SELECTED PASSAGE:
■ ■ ■ ■ ■ ■ ■

Each Year the Alde Valley Spring Festival offers a series of residencies to selected artists, writers, musicians and artisan makers. For spring 2020 we have been delighted to work with the following visual artists.

Becky Munting
Becky Munting
Rebirding Residency

Hedgerows are a vital refuge for birds. A good thick hedge full of hawthorn, blackthorn, hazel, crab apples, ivy, brambles and roses provides food, shelter and nesting sites for song birds – and a larder for magpies, jays and sparrowhawks. To highlight the importance of hedges for bird life, the Festival offered the farm’s Hedge Hut to Becky Munting for a Rebirding Residency – with an invitation to represent in oil paintings as many bird species as possible that live on the farm. The residency coincides with a series of Rebirding Projects in the farmed landscape inspired by the book Rebirding by Benedict Macdonald. It is hoped that these will significantly boost the number of bird species that live on the farm – all captured in Becky Munting’s beautiful paintings.

■ ■ ■ ■ ■ ■ ■

INFORMATION SUPPLIED:
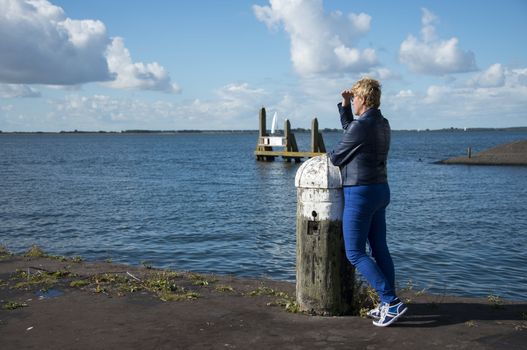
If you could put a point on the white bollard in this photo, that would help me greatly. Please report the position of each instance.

■ ■ ■ ■ ■ ■ ■

DIRECTIONS:
(a) In the passage on the festival residencies, rewrite the text between "Each Year the" and "following visual artists.", inclusive, putting "fellowships" in place of "residencies".
(b) Answer these questions from the passage on the festival residencies.
(i) What does the Alde Valley Spring Festival offer each year?
(ii) Which building on the farm was offered to Becky Munting?
(iii) Which book inspired the Rebirding Projects, and who wrote it?

SOLUTIONS TO THE PROBLEMS:
(a)
Each Year the Alde Valley Spring Festival offers a series of fellowships to selected artists, writers, musicians and artisan makers. For spring 2020 we have been delighted to work with the following visual artists.

(b)
(i) A series of residencies to selected artists, writers, musicians and artisan makers.
(ii) The farm's Hedge Hut.
(iii) Rebirding, by Benedict Macdonald.